### WHAT YOU NEED TO DO:
Write the data out again exactly, with every picture removed.

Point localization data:
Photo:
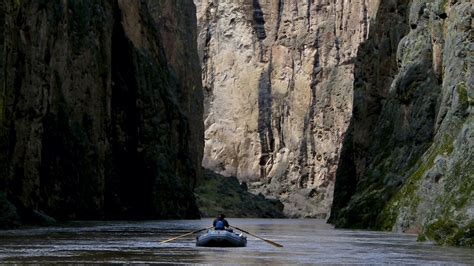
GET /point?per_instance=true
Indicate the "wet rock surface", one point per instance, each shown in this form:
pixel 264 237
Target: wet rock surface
pixel 277 79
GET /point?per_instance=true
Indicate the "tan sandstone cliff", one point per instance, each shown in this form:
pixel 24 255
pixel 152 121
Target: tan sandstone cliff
pixel 278 84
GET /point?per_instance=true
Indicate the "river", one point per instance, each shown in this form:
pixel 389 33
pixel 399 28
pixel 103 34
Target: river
pixel 306 241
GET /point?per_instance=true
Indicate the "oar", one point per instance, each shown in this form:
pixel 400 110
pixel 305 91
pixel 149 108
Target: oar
pixel 266 240
pixel 187 234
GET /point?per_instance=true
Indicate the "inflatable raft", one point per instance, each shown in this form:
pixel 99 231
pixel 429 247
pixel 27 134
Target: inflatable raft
pixel 221 238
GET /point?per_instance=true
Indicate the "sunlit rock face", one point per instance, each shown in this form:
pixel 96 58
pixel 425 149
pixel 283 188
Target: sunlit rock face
pixel 278 83
pixel 100 109
pixel 407 163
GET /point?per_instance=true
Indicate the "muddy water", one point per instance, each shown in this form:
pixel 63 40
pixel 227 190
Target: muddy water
pixel 305 242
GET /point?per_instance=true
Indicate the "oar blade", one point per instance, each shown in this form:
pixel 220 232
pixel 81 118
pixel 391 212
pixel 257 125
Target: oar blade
pixel 187 234
pixel 274 243
pixel 261 238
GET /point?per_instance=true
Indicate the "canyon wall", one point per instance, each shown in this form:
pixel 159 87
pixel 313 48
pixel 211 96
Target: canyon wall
pixel 100 109
pixel 278 82
pixel 407 161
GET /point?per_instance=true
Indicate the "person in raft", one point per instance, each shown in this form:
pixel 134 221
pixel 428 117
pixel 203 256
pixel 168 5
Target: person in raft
pixel 220 223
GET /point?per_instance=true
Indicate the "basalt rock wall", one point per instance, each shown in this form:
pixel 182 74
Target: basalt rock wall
pixel 100 109
pixel 407 161
pixel 278 82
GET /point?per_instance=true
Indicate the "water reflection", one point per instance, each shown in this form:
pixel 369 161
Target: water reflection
pixel 305 241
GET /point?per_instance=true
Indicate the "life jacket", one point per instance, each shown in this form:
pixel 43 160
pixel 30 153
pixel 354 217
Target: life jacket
pixel 219 225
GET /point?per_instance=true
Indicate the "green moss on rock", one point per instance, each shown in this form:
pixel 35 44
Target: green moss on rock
pixel 447 231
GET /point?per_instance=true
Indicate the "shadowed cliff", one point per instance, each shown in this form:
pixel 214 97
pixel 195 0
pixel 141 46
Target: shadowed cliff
pixel 98 119
pixel 407 160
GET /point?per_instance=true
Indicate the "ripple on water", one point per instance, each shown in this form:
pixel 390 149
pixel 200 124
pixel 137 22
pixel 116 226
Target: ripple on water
pixel 305 241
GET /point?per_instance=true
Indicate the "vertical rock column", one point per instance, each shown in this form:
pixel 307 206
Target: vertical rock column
pixel 278 78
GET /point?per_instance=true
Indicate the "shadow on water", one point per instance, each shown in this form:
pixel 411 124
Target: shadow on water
pixel 304 240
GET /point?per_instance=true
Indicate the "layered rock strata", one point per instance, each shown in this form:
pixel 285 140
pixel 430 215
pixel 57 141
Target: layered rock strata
pixel 407 163
pixel 278 82
pixel 101 108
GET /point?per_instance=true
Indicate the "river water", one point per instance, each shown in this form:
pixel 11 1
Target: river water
pixel 305 241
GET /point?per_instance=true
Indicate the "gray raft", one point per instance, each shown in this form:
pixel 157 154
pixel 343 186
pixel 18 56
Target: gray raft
pixel 221 238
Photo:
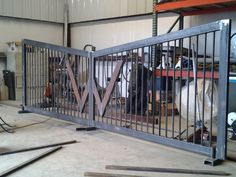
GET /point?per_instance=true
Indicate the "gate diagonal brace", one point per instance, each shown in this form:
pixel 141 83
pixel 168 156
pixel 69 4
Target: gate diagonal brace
pixel 86 129
pixel 168 170
pixel 30 161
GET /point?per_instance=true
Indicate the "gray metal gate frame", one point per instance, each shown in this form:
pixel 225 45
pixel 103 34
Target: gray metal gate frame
pixel 218 152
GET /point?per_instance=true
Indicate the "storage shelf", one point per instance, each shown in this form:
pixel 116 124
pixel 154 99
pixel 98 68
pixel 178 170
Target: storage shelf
pixel 177 73
pixel 196 7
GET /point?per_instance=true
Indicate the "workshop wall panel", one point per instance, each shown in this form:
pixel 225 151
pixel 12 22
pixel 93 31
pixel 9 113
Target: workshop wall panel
pixel 47 10
pixel 16 30
pixel 85 10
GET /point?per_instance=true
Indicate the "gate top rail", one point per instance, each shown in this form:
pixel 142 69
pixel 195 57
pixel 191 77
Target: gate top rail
pixel 197 30
pixel 56 47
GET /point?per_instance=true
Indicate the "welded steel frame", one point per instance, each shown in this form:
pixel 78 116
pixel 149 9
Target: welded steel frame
pixel 219 152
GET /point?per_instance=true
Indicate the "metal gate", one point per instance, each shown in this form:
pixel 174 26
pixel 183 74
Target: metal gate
pixel 178 98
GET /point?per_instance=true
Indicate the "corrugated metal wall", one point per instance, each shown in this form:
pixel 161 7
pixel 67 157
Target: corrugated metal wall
pixel 46 10
pixel 84 10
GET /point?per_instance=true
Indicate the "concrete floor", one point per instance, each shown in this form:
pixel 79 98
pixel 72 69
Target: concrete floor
pixel 94 150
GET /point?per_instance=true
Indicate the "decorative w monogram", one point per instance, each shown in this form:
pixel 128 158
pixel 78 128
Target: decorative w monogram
pixel 101 104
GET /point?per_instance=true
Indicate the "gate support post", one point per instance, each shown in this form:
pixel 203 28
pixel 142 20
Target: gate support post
pixel 221 147
pixel 24 87
pixel 90 90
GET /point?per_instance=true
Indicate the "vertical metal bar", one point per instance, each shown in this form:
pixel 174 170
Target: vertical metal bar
pixel 196 105
pixel 142 85
pixel 188 80
pixel 98 82
pixel 160 91
pixel 136 86
pixel 212 87
pixel 167 88
pixel 204 88
pixel 40 78
pixel 149 81
pixel 126 85
pixel 44 75
pixel 223 89
pixel 24 79
pixel 90 89
pixel 173 92
pixel 112 93
pixel 35 75
pixel 103 81
pixel 180 86
pixel 116 100
pixel 130 87
pixel 121 92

### EXPECTED OUTPUT:
Photo:
GET /point?per_instance=true
Indicate the "wet rock surface", one point per instance, each shown in this form:
pixel 264 237
Target: wet rock surface
pixel 277 79
GET /point?per_instance=true
Indicate the "tan sandstone cliff", one point per instance, each shown in this form:
pixel 24 255
pixel 152 121
Target: tan sandstone cliff
pixel 278 84
GET /point?per_instance=true
Indicate the "river", one point per instance, each shown in this form:
pixel 389 33
pixel 399 28
pixel 103 34
Target: river
pixel 306 241
GET /point?per_instance=true
Indicate the "oar", one point per instance, each shown in this form:
pixel 400 110
pixel 305 91
pixel 149 108
Target: oar
pixel 266 240
pixel 187 234
GET /point?per_instance=true
Indicate the "inflatable raft", one point per instance, each shown in this form:
pixel 99 231
pixel 429 247
pixel 27 134
Target: inflatable raft
pixel 221 238
GET /point?per_instance=true
Indicate the "sunlit rock face", one point per instance, each shown in this form:
pixel 96 58
pixel 425 149
pixel 283 188
Target: sunlit rock face
pixel 278 83
pixel 100 109
pixel 407 163
GET /point?per_instance=true
Indicate the "muddy water", one point per instance, each shown in this form:
pixel 63 40
pixel 227 190
Target: muddy water
pixel 305 242
GET /point?per_instance=true
Indicate the "oar blade", one point per instance, each shown in this form:
pixel 220 232
pixel 81 118
pixel 391 212
pixel 257 125
Target: oar blade
pixel 187 234
pixel 274 243
pixel 261 238
GET /point?per_instance=true
Indicate the "canyon wall", one point per instance, each shown in this form:
pixel 159 87
pixel 313 48
pixel 211 96
Target: canyon wall
pixel 100 109
pixel 278 82
pixel 407 161
GET /point?per_instance=true
Indicate the "person in raft", one point per instance, each shown in this form:
pixel 134 221
pixel 428 117
pixel 203 256
pixel 168 5
Target: person in raft
pixel 220 223
GET /point?per_instance=true
Indicate the "basalt rock wall", one point per instance, each shown in this form:
pixel 182 74
Target: basalt rock wall
pixel 100 109
pixel 407 161
pixel 278 82
GET /point?per_instance=true
Indicate the "water reflection", one point per instance, each shown in this form:
pixel 369 161
Target: water reflection
pixel 305 241
GET /point?per_instance=true
Indicate the "life jacket", one point per instance, each shown in this form:
pixel 43 160
pixel 30 153
pixel 354 217
Target: life jacket
pixel 219 225
GET /point?per_instance=true
Indicate the "green moss on rock", one point per instance, each shown in this form:
pixel 35 44
Target: green moss on rock
pixel 447 231
GET /point?per_instance=true
Indicate the "shadowed cliff", one point per instance, each shown in this form:
pixel 214 97
pixel 195 0
pixel 141 46
Target: shadowed cliff
pixel 98 119
pixel 407 160
GET /point?per_instance=true
Indicate the "ripple on water", one point per instance, each shown in this form:
pixel 390 149
pixel 200 124
pixel 137 22
pixel 116 226
Target: ripple on water
pixel 305 241
GET /point?per_instance=true
Indicate the "vertical rock column", one point per instance, each shown in this form:
pixel 307 206
Target: vertical rock column
pixel 278 78
GET /point?per_instance=true
Indicate the "shadow on water", one point per instance, each shown in this form:
pixel 411 124
Target: shadow on water
pixel 304 240
GET /point?per_instance=true
Indicate the "layered rock strata", one point per instance, each shown in this form:
pixel 285 140
pixel 430 215
pixel 57 141
Target: layered rock strata
pixel 407 163
pixel 278 82
pixel 101 108
GET /point?per_instance=true
Indicate the "river water", one point per instance, each shown in this form:
pixel 11 1
Target: river water
pixel 305 241
GET /point?per_instance=true
Indicate the "gray raft", one point per instance, each shown in this form:
pixel 157 154
pixel 343 186
pixel 18 56
Target: gray raft
pixel 221 238
Photo:
GET /point?per_instance=true
Indicate the "gate diagonal brace", one point per instance, each shown in this form:
pixel 141 83
pixel 168 156
pixel 69 4
Target: gate diagonal brace
pixel 86 129
pixel 168 170
pixel 30 161
GET /point?per_instance=true
Indicate the "gray metal gate frame", one point per instance, each shown in this form:
pixel 225 45
pixel 103 34
Target: gray metal gate frame
pixel 218 152
GET /point?per_instance=true
Indicate the "storage shelf", one point per instance, each shown in this form:
pixel 116 124
pixel 154 99
pixel 98 68
pixel 178 170
Target: storage shelf
pixel 177 73
pixel 196 7
GET /point?per_instance=true
Indicate the "workshop wall panel", one point per instance, each shown in this form:
pixel 225 151
pixel 12 22
pixel 93 31
pixel 9 113
Target: workshop wall panel
pixel 47 10
pixel 16 30
pixel 85 10
GET /point?per_instance=true
Indicate the "gate top rail", one point per instance, each shown in this form:
pixel 142 69
pixel 195 57
pixel 191 77
Target: gate top rail
pixel 197 30
pixel 56 47
GET /point?per_instance=true
Indicate the "welded steel frame", one point per instance, each shown in this form:
pixel 78 116
pixel 149 9
Target: welded steel frame
pixel 219 152
GET /point?per_instance=true
Indicate the "metal gate", one point per instance, each shown in this form:
pixel 174 26
pixel 183 74
Target: metal gate
pixel 178 98
GET /point?per_instance=true
Indicate the "corrugated metal wall", one point per instance, each shown in this form:
pixel 161 7
pixel 67 157
Target: corrugated metal wall
pixel 46 10
pixel 84 10
GET /point?per_instance=true
Indicate the "concrete floor", one point per instance, each shown in this form:
pixel 79 98
pixel 72 69
Target: concrete floor
pixel 94 150
GET /point?per_instance=true
Indicate the "decorative w monogram", one point per instance, each shown in this form:
pixel 128 158
pixel 78 128
Target: decorative w monogram
pixel 101 104
GET /point?per_instance=true
Indicate the "gate support post", one point per instance, each shown in this form:
pixel 203 28
pixel 142 20
Target: gate support post
pixel 221 147
pixel 24 87
pixel 90 90
GET /point?per_instance=true
Indicate the "vertical metal bar", one point per instance, each shown in this form:
pixel 174 170
Target: vertical metal bar
pixel 196 105
pixel 142 85
pixel 188 80
pixel 98 82
pixel 160 91
pixel 136 86
pixel 212 87
pixel 167 88
pixel 204 88
pixel 40 78
pixel 149 81
pixel 126 85
pixel 44 75
pixel 223 89
pixel 24 79
pixel 90 89
pixel 173 92
pixel 112 93
pixel 35 75
pixel 103 81
pixel 180 86
pixel 116 100
pixel 130 87
pixel 121 92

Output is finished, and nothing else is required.